* Dataset entries

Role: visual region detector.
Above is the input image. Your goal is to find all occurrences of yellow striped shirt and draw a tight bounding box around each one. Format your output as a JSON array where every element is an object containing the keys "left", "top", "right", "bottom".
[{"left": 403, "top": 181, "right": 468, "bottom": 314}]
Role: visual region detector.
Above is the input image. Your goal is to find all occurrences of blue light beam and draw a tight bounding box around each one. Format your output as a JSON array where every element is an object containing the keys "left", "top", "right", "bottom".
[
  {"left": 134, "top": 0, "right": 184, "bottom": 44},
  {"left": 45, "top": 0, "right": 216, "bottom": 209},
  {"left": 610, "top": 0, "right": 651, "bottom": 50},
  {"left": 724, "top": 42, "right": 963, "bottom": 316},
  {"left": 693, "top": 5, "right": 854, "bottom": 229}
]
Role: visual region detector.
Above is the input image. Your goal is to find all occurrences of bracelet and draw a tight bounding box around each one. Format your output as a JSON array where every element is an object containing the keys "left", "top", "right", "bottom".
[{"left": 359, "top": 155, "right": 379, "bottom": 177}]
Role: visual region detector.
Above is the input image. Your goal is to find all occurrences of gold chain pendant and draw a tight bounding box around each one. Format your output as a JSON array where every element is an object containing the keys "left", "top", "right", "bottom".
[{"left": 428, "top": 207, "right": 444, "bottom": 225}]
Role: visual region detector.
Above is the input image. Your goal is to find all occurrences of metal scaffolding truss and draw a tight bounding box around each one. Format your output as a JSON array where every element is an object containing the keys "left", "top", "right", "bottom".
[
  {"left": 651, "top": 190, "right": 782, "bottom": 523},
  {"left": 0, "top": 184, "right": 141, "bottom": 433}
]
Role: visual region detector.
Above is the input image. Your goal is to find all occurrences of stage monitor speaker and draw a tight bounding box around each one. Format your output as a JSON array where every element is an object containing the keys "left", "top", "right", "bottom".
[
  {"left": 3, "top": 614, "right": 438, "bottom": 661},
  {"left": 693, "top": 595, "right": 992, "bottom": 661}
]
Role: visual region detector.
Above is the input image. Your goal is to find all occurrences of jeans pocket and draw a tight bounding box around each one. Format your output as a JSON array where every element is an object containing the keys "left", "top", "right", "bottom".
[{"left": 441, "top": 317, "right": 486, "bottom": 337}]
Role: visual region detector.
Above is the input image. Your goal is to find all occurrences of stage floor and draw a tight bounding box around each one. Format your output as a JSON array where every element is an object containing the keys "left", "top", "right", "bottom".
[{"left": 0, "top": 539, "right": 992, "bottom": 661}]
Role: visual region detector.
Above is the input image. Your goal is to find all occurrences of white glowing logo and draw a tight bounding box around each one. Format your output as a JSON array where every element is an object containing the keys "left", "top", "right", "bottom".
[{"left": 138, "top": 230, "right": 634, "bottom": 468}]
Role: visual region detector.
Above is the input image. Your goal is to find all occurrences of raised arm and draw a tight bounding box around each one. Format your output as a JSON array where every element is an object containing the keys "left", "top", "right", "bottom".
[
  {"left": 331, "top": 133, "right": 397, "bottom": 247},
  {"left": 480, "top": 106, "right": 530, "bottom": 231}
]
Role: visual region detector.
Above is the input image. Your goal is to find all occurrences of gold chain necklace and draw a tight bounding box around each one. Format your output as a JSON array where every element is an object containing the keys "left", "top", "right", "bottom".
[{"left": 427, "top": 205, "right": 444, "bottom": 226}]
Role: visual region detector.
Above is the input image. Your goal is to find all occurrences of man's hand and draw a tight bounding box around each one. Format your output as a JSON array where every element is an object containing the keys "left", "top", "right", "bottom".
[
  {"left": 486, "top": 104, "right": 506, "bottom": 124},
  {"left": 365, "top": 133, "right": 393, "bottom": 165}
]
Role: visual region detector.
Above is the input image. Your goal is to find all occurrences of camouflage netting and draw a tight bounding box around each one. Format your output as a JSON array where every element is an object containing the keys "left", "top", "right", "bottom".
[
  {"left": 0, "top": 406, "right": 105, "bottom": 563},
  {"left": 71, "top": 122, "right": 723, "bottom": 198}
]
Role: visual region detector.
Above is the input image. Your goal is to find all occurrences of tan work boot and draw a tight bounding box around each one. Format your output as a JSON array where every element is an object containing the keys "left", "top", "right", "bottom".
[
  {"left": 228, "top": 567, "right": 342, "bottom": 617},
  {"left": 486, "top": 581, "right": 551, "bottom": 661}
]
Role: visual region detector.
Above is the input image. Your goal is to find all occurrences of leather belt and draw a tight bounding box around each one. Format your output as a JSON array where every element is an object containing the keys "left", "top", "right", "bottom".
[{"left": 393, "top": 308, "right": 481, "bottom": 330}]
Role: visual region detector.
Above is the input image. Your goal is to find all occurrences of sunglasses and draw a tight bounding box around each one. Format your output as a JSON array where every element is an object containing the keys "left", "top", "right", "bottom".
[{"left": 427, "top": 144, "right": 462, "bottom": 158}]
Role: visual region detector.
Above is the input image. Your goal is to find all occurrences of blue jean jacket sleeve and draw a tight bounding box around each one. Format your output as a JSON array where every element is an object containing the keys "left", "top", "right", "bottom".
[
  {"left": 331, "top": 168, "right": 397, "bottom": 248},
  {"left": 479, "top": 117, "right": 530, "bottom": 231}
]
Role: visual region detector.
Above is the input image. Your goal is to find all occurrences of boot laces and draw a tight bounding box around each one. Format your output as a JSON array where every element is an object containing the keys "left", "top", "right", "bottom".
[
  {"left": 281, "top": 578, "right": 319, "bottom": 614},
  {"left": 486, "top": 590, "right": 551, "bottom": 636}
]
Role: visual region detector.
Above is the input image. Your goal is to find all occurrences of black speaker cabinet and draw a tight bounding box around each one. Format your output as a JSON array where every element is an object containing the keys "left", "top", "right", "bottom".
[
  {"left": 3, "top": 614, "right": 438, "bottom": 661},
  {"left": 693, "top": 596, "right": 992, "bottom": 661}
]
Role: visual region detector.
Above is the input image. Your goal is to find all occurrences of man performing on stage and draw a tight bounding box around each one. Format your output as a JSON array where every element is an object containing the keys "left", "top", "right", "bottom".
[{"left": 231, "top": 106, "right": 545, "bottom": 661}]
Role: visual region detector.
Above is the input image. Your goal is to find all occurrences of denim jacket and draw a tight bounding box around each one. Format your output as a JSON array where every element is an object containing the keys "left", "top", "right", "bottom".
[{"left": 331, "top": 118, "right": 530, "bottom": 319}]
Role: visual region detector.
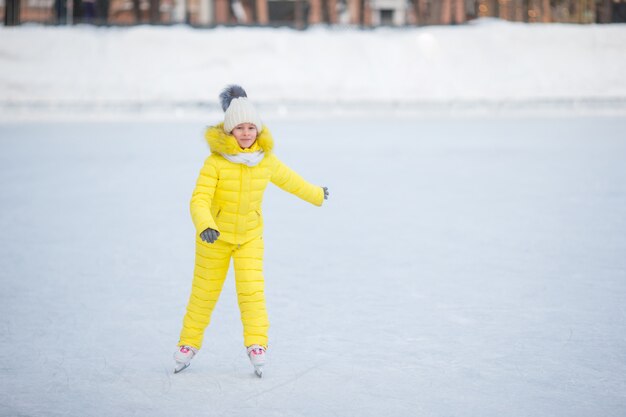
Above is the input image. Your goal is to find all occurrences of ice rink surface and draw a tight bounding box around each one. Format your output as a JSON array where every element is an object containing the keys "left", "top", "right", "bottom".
[{"left": 0, "top": 117, "right": 626, "bottom": 417}]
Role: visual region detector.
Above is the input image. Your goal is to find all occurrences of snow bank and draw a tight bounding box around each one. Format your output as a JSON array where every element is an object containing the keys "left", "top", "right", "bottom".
[{"left": 0, "top": 20, "right": 626, "bottom": 115}]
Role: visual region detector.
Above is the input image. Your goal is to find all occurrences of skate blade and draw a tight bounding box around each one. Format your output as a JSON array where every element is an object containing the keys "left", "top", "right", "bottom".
[{"left": 174, "top": 362, "right": 191, "bottom": 374}]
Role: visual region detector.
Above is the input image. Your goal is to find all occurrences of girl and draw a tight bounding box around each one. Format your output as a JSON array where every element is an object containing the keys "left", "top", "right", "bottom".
[{"left": 174, "top": 85, "right": 328, "bottom": 376}]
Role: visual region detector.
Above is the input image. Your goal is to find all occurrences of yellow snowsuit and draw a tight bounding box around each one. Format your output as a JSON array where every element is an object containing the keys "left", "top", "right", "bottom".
[{"left": 178, "top": 124, "right": 324, "bottom": 349}]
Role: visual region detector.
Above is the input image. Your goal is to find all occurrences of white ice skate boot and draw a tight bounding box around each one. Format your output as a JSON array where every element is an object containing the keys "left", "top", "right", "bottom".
[
  {"left": 174, "top": 345, "right": 198, "bottom": 374},
  {"left": 248, "top": 345, "right": 265, "bottom": 378}
]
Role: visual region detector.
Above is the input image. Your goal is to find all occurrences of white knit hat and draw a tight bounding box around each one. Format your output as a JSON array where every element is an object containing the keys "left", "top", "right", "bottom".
[{"left": 220, "top": 85, "right": 263, "bottom": 133}]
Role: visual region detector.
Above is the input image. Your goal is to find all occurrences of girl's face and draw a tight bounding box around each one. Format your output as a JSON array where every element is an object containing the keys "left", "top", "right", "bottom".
[{"left": 231, "top": 123, "right": 258, "bottom": 149}]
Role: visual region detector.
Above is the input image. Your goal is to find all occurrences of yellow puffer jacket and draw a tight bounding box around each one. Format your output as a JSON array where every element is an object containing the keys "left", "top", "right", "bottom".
[{"left": 191, "top": 124, "right": 324, "bottom": 244}]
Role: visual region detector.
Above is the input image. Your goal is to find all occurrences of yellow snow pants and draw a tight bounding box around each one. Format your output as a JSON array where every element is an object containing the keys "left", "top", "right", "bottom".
[{"left": 178, "top": 236, "right": 269, "bottom": 349}]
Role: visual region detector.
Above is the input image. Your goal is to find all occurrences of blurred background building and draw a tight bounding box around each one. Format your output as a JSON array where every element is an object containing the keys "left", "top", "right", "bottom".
[{"left": 0, "top": 0, "right": 626, "bottom": 29}]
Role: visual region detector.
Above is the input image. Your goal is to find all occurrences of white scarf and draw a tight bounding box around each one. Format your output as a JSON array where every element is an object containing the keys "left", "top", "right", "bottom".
[{"left": 220, "top": 151, "right": 265, "bottom": 167}]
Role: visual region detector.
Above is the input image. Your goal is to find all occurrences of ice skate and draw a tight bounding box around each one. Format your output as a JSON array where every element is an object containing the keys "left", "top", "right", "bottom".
[
  {"left": 174, "top": 345, "right": 198, "bottom": 374},
  {"left": 248, "top": 345, "right": 265, "bottom": 378}
]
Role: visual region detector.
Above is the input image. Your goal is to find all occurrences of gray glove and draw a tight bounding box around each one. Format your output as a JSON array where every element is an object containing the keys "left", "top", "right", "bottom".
[{"left": 200, "top": 227, "right": 220, "bottom": 243}]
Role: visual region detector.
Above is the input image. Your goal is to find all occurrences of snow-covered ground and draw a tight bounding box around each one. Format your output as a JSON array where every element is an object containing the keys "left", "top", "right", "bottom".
[
  {"left": 0, "top": 19, "right": 626, "bottom": 120},
  {"left": 0, "top": 118, "right": 626, "bottom": 417}
]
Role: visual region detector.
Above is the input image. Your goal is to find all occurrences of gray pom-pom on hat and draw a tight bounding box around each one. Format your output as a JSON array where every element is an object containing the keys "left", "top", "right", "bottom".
[
  {"left": 220, "top": 84, "right": 263, "bottom": 133},
  {"left": 220, "top": 84, "right": 248, "bottom": 111}
]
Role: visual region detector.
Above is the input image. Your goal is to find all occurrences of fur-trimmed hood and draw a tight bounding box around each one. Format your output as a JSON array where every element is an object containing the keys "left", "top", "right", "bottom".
[{"left": 204, "top": 123, "right": 274, "bottom": 155}]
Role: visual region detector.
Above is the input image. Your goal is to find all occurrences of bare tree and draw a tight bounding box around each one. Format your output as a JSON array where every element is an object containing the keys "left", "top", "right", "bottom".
[
  {"left": 439, "top": 0, "right": 452, "bottom": 25},
  {"left": 215, "top": 0, "right": 230, "bottom": 25},
  {"left": 150, "top": 0, "right": 161, "bottom": 24},
  {"left": 256, "top": 0, "right": 270, "bottom": 25},
  {"left": 454, "top": 0, "right": 465, "bottom": 23},
  {"left": 541, "top": 0, "right": 552, "bottom": 23},
  {"left": 309, "top": 0, "right": 322, "bottom": 25}
]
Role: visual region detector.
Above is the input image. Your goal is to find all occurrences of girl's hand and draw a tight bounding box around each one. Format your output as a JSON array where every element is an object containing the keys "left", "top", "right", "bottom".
[{"left": 200, "top": 227, "right": 220, "bottom": 243}]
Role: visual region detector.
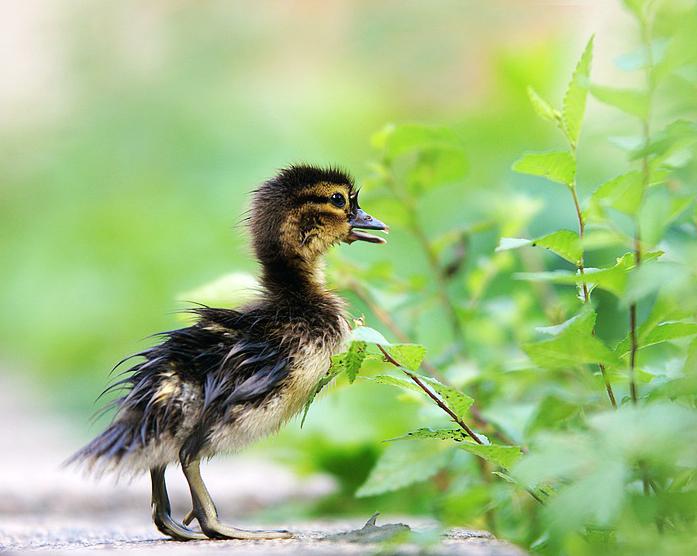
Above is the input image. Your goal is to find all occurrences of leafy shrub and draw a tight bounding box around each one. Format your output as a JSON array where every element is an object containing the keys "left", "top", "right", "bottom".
[
  {"left": 190, "top": 0, "right": 697, "bottom": 554},
  {"left": 302, "top": 0, "right": 697, "bottom": 554}
]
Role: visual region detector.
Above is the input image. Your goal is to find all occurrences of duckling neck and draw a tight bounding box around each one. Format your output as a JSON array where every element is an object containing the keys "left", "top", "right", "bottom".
[{"left": 262, "top": 256, "right": 329, "bottom": 299}]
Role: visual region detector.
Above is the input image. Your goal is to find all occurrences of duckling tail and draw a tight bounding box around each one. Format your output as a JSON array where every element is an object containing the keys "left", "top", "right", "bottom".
[{"left": 63, "top": 421, "right": 134, "bottom": 471}]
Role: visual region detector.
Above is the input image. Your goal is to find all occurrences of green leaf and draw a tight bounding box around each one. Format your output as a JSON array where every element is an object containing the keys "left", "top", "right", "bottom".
[
  {"left": 496, "top": 230, "right": 583, "bottom": 264},
  {"left": 562, "top": 37, "right": 593, "bottom": 147},
  {"left": 390, "top": 428, "right": 470, "bottom": 442},
  {"left": 351, "top": 326, "right": 390, "bottom": 346},
  {"left": 523, "top": 307, "right": 619, "bottom": 369},
  {"left": 366, "top": 375, "right": 424, "bottom": 394},
  {"left": 458, "top": 440, "right": 522, "bottom": 469},
  {"left": 385, "top": 344, "right": 426, "bottom": 371},
  {"left": 513, "top": 151, "right": 576, "bottom": 187},
  {"left": 356, "top": 440, "right": 453, "bottom": 497},
  {"left": 528, "top": 87, "right": 561, "bottom": 124},
  {"left": 591, "top": 85, "right": 649, "bottom": 119},
  {"left": 590, "top": 170, "right": 644, "bottom": 216},
  {"left": 513, "top": 251, "right": 663, "bottom": 297},
  {"left": 339, "top": 342, "right": 366, "bottom": 383},
  {"left": 419, "top": 376, "right": 474, "bottom": 419},
  {"left": 300, "top": 354, "right": 346, "bottom": 428},
  {"left": 532, "top": 230, "right": 583, "bottom": 264}
]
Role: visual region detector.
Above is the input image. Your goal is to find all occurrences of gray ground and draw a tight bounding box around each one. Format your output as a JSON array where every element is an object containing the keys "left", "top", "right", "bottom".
[{"left": 0, "top": 375, "right": 523, "bottom": 556}]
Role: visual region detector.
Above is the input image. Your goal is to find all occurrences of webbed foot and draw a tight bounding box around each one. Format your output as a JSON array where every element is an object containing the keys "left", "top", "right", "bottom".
[
  {"left": 150, "top": 467, "right": 209, "bottom": 541},
  {"left": 182, "top": 460, "right": 293, "bottom": 540}
]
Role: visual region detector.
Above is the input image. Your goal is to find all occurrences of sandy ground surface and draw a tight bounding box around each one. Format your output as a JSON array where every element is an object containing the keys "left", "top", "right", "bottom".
[{"left": 0, "top": 374, "right": 523, "bottom": 556}]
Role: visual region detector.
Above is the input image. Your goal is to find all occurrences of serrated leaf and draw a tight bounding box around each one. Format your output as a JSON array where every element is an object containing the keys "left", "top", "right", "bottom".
[
  {"left": 385, "top": 344, "right": 426, "bottom": 371},
  {"left": 513, "top": 151, "right": 576, "bottom": 187},
  {"left": 532, "top": 230, "right": 583, "bottom": 264},
  {"left": 523, "top": 307, "right": 618, "bottom": 369},
  {"left": 528, "top": 87, "right": 561, "bottom": 124},
  {"left": 591, "top": 85, "right": 649, "bottom": 119},
  {"left": 496, "top": 230, "right": 583, "bottom": 264},
  {"left": 300, "top": 354, "right": 345, "bottom": 428},
  {"left": 340, "top": 341, "right": 367, "bottom": 383},
  {"left": 390, "top": 428, "right": 470, "bottom": 442},
  {"left": 356, "top": 440, "right": 453, "bottom": 498},
  {"left": 457, "top": 440, "right": 522, "bottom": 469},
  {"left": 513, "top": 251, "right": 663, "bottom": 297},
  {"left": 419, "top": 376, "right": 474, "bottom": 418},
  {"left": 367, "top": 375, "right": 424, "bottom": 394},
  {"left": 351, "top": 326, "right": 390, "bottom": 346},
  {"left": 590, "top": 170, "right": 644, "bottom": 216},
  {"left": 562, "top": 37, "right": 593, "bottom": 146}
]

* Set problem
Locate each line in the listing above that contains the word "hand" and copy every such line in full.

* Full response
Above is the input image. Your goal is to find all occurrences of man's hand and draw a tight bounding box around each one. Format your output as a JSON array where every element is an object containing the keys "left", "top", "right", "bottom".
Above is the input image. Your goal is to find all occurrences of girl's hand and draw a tight bounding box around each one. Format your output as a JSON array where every element is an object containing the keys "left", "top", "right", "bottom".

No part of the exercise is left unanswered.